TASK -> Your answer should hold only the lines from the one containing "of the off-road" through the last line below, copied exactly; pictures stay out.

___ EXERCISE MATERIALS

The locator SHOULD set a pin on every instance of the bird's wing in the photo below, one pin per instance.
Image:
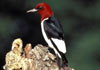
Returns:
(53, 28)
(54, 32)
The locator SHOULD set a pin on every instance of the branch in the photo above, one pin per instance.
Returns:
(37, 58)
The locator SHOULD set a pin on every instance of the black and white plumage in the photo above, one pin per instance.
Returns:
(51, 30)
(53, 35)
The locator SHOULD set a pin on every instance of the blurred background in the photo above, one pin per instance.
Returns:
(80, 20)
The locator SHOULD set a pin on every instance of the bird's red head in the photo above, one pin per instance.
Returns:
(43, 9)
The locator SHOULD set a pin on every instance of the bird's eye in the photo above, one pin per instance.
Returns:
(40, 7)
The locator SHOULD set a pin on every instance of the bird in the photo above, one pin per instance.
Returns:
(52, 30)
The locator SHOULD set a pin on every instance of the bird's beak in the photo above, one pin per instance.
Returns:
(33, 10)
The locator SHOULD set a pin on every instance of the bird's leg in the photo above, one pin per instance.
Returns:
(59, 62)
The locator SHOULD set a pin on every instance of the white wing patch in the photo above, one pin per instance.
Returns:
(60, 44)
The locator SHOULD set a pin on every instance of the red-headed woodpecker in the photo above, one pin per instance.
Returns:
(51, 30)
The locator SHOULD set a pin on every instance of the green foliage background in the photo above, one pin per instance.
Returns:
(80, 20)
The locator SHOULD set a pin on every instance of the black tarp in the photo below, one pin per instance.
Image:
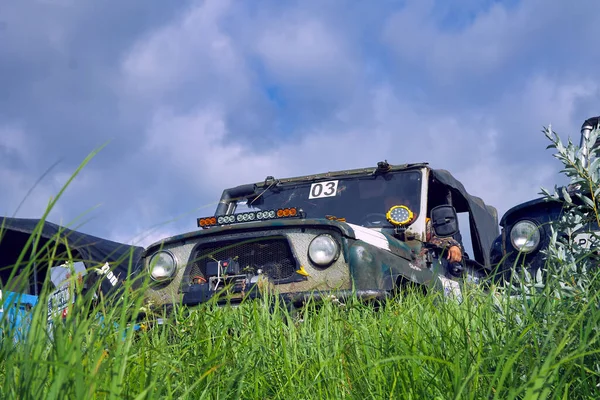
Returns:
(93, 251)
(484, 218)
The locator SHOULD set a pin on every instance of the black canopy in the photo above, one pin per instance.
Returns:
(93, 251)
(484, 217)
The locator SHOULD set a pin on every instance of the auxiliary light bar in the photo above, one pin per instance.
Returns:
(247, 217)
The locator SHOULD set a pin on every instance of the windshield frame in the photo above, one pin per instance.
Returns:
(417, 228)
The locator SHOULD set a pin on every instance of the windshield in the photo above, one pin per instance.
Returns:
(360, 200)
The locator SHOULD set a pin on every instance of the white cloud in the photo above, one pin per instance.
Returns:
(501, 37)
(300, 47)
(193, 48)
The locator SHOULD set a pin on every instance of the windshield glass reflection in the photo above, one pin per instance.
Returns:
(360, 200)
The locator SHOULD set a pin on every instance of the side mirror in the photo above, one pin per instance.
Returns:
(444, 221)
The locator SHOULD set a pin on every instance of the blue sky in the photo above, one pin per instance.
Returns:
(196, 96)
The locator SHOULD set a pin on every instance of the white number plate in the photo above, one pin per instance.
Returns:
(323, 189)
(58, 301)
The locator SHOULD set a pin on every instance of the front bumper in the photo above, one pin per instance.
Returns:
(201, 294)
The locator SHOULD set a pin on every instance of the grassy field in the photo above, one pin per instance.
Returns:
(413, 347)
(488, 346)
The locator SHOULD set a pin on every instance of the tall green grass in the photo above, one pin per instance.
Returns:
(414, 346)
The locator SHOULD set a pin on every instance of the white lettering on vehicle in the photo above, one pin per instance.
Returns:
(323, 189)
(105, 270)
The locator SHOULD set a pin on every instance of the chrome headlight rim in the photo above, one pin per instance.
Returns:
(330, 258)
(173, 268)
(535, 236)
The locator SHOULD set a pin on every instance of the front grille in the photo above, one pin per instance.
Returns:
(270, 254)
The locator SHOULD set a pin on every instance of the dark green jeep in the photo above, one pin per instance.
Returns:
(357, 232)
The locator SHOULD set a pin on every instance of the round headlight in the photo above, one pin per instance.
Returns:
(323, 250)
(162, 266)
(525, 236)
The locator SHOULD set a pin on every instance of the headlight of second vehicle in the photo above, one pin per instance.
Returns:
(162, 266)
(525, 236)
(323, 250)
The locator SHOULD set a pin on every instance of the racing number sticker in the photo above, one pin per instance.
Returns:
(323, 189)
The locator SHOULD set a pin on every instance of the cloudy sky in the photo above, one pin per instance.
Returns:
(190, 97)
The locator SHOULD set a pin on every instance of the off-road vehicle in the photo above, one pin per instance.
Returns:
(526, 227)
(358, 232)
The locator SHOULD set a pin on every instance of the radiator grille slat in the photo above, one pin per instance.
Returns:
(272, 255)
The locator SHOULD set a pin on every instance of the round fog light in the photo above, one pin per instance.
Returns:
(162, 266)
(323, 250)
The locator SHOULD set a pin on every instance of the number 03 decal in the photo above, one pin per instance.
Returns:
(323, 189)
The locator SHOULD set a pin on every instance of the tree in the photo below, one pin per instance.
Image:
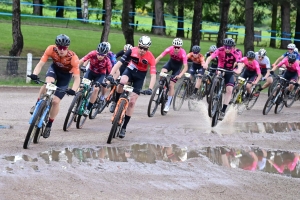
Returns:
(106, 28)
(249, 26)
(225, 5)
(17, 46)
(196, 25)
(128, 31)
(285, 24)
(37, 9)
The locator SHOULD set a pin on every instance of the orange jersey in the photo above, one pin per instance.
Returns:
(199, 59)
(68, 63)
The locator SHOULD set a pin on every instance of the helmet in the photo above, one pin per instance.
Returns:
(212, 48)
(262, 52)
(196, 49)
(127, 46)
(228, 42)
(292, 58)
(291, 46)
(250, 54)
(62, 40)
(103, 48)
(145, 41)
(177, 42)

______

OUTPUT OF THE EXERCISE ->
The locator SHOULD set a pin on every instance of the off-road vehicle in the photo above, one pin per instance.
Returns:
(526, 227)
(358, 232)
The locator SHOULD set a pin on every instance of the radiator grille slat in the photo above, one pin per instance.
Returns:
(272, 255)
The locator SHOULD set a pin on every instance of the round fog light in the photo above, one pin per instance.
Returns:
(162, 266)
(323, 250)
The locator SHOULD set a pin on every instance of the number 03 decal in the photo above, one pin per instance.
Returns:
(323, 189)
The locator SHOULD set a pin on every instance of the tree in the photo below, one pin per instance.
Image:
Returns:
(106, 28)
(249, 26)
(225, 5)
(17, 46)
(196, 25)
(128, 31)
(285, 24)
(37, 9)
The locator SHOULD set a pin on every instance of the orange jersey in the photo above, one pin per instance.
Returns:
(199, 59)
(68, 63)
The locator SHOULD set a pin on every instance of the helmet in the photo above, one pin per instance.
Returns:
(212, 48)
(262, 52)
(196, 49)
(127, 46)
(228, 42)
(292, 58)
(291, 46)
(250, 54)
(62, 40)
(103, 48)
(145, 41)
(177, 42)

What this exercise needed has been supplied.